Want to raise the bar on your upper bod fitness #goals? You might want to try lateral raises. This simple isolation exercise works your delts, upper arms, and core. You’ll feel the burn from lat raises in a few seconds flat.
Here’s how it’s done.
How to do a lateral raise
You can do a standard side lat raise with some trusty dumbbells. Go for a weight of 2 to 10 pounds each, depending on your fitness level.
Here’s what to do:
- Stand with feet hip-width apart. Hold a dumbbell in each hand by your sides, with palms facing in.
- Squeeze those abs and pull your shoulders down and back. Keep your head facing forward and neck and spine neutral. If it helps you stay stable, bend your knees a little.
- Raise the dumbbells up and out to your sides, like you’re forming a T with your body.
- Once your arms reach shoulder level, raise them up just a smidge more and squeeze.
- Lower the dumbbells slowly, rotating them slightly downward as you go.
- Take it from the top for 10–12 reps. Try repeating for up to 3 sets.
Lat raises are a relatively simple, efficient way to work your upper bod and core.
Looking for even more reasons to love the lat raise? Don’t worry, there are plenty!
- Great for beginners. Since they don’t require a lot of weight to reap results, they’re the perfect strength training move if you’re new to working out.
- May be better than competing exercises. A 2020 study found that lateral raises showed a higher level of muscle activation in some shoulder muscles than bench presses or dumbbell flyes. (Shoulder presses were also great for this, BTW.)
- Improves posture. Tired of tech neck? Lat raises are an A+ exercise for better posture. Building up your shoulders, upper arms, and core will help your body keep your spine in a neutral position.
From deadlifts to the humble push-up, any exercise can cause injury if you don’t do it correctly. And the lat raise is no exception.
Here’s how to spare your muscles and get the most out of every movement:
- Engage your core. This move’s not all about your shoulders, K? Keep your abs super engaged the whole time to avoid back strain or injury.
- Keep your torso straight and stable. If it helps you balance, bend your knees just a little.
- Avoid arching your back. Your spine should be straight and neutral to avoid injury.
- Keep your shoulders down and back. This helps prevent neck injury.
- Use steady, controlled movements. Swinging dumbbells around is never a good idea. If your weights are too heavy to keep things tight, try lighter ones. You’ll get there.
- If you feel any pain or strain, stop. Don’t push through pain.
- Work with an expert. If you’re new to working out, talk with a physical therapist or personal trainer to ensure you get your lat raises right.
- If you have a shoulder injury, skip this move. Talk with a physical therapist to find a better exercise for you.
Lat raise variations can give your upper bod a well-rounded workout. A small 2020 study of 10 competitive bodybuilders suggests that mixing up your lateral raise position is great for working your outer and inner shoulder muscles, upper traps, and triceps.
1. Lat raise with machine
You might’ve seen this contraption at the gym before, and now is your chance to give it a go like a pro. First, you’ll need to adjust the machine’s weight to how much you want to lift.
Then, here’s what to do:
- Sit facing the machine. You can keep your feet flat on the floor or use the footrest.

■ **Data for review**:
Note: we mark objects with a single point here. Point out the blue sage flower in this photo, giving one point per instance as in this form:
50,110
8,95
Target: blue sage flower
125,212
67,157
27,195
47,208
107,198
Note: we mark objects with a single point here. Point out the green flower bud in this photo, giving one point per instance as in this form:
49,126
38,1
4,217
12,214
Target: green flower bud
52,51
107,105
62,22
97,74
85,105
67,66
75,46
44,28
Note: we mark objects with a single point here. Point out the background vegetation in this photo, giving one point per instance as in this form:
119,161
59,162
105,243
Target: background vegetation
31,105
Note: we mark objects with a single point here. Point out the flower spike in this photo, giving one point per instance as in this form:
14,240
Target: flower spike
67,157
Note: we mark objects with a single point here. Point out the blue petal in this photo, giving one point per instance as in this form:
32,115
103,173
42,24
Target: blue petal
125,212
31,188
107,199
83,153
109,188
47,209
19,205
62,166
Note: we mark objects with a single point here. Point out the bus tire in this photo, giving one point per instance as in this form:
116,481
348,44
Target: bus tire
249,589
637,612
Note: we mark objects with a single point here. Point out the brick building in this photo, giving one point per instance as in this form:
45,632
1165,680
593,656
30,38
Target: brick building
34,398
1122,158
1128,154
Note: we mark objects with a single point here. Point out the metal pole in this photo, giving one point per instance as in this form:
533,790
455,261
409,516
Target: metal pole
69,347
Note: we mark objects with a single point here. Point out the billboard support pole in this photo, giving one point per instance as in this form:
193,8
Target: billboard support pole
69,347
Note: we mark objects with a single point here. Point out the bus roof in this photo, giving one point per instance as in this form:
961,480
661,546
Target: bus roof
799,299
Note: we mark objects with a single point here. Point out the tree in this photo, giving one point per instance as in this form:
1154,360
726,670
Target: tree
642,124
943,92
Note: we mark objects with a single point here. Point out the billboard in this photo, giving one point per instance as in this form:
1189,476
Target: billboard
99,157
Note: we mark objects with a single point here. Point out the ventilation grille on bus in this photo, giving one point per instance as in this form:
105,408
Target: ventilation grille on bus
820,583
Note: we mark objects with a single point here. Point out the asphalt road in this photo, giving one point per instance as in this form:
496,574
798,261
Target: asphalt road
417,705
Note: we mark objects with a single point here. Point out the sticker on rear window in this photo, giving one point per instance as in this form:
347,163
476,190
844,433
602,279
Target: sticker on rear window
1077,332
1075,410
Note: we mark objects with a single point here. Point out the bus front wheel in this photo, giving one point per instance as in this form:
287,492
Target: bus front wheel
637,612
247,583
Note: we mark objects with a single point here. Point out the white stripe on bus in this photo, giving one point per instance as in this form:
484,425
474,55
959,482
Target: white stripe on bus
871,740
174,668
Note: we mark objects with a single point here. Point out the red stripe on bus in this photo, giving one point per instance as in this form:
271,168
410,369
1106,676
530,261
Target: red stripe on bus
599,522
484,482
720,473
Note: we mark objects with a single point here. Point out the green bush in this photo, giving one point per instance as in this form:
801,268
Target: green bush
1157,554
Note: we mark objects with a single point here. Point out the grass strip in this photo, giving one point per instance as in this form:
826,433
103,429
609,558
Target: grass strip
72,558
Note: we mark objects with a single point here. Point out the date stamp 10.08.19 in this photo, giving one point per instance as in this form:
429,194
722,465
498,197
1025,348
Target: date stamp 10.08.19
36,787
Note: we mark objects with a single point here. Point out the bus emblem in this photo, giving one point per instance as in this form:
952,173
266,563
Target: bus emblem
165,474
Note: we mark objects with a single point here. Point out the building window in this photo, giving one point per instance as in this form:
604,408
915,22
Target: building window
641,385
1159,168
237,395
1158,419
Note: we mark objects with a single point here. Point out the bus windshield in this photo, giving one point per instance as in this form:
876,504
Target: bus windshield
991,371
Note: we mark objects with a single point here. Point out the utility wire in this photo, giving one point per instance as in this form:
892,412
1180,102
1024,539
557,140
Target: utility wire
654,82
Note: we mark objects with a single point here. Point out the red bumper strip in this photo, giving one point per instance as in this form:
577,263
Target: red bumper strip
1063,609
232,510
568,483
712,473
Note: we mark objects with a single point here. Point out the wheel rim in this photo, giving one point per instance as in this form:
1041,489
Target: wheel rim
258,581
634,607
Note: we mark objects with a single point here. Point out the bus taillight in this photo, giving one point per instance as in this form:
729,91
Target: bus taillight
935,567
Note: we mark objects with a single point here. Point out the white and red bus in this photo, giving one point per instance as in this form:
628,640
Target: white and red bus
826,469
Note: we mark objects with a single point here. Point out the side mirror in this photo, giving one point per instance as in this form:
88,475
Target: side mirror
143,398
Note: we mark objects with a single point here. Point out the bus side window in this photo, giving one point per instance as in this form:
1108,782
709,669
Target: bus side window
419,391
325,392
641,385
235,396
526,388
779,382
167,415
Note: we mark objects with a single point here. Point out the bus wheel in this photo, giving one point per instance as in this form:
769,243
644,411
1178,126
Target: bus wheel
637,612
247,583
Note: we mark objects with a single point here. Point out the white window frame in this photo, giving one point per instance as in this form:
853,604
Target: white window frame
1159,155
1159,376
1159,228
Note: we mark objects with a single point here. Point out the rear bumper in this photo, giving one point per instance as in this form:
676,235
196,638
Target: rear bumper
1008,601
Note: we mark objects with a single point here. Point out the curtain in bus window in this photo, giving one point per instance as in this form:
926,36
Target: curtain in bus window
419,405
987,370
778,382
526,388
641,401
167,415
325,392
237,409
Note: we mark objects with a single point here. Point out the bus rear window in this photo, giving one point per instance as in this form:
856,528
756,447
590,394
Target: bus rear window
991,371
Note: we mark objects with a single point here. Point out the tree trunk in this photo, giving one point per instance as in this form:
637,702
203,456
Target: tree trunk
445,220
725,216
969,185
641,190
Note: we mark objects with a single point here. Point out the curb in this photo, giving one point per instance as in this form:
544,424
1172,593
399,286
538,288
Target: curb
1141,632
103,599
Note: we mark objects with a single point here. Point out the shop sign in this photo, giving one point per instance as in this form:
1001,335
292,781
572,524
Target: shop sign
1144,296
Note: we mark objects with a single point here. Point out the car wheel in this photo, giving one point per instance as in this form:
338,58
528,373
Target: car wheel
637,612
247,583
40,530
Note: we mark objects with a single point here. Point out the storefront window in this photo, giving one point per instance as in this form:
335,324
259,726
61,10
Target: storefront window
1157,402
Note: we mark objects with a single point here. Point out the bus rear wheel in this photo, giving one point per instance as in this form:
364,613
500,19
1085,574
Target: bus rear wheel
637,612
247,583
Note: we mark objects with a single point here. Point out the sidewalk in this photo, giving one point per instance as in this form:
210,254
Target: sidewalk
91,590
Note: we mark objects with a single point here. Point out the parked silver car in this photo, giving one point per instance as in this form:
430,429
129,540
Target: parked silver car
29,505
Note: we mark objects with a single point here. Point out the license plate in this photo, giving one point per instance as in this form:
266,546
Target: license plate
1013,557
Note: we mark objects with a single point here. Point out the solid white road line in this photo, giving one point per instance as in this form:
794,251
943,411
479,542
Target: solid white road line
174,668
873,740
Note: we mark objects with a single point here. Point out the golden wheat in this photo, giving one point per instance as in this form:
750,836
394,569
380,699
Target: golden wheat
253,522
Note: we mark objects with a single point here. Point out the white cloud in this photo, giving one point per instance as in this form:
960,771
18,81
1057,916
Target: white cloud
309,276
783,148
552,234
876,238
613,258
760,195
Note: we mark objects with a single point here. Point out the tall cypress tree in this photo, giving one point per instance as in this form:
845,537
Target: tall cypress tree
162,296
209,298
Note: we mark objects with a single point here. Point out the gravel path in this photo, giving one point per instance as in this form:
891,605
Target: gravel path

■ **Questions to answer**:
• A. Rewrite everything in the lateral raise guide from "- If you feel" down to "use the footrest.", replacing "physical therapist" with "physiotherapist".
• B. Please translate this sentence from the lateral raise guide into Spanish: "Your spine should be straight and neutral to avoid injury."
The records are separate material, unconnected to the lateral raise guide.

■ **Numbered responses**:
• A.
- If you feel any pain or strain, stop. Don’t push through pain.
- Work with an expert. If you’re new to working out, talk with a physiotherapist or personal trainer to ensure you get your lat raises right.
- If you have a shoulder injury, skip this move. Talk with a physiotherapist to find a better exercise for you.
Lat raise variations can give your upper bod a well-rounded workout. A small 2020 study of 10 competitive bodybuilders suggests that mixing up your lateral raise position is great for working your outer and inner shoulder muscles, upper traps, and triceps.
1. Lat raise with machine
You might’ve seen this contraption at the gym before, and now is your chance to give it a go like a pro. First, you’ll need to adjust the machine’s weight to how much you want to lift.
Then, here’s what to do:
- Sit facing the machine. You can keep your feet flat on the floor or use the footrest.

• B. Tu columna debe estar recta y neutral para evitar lesiones.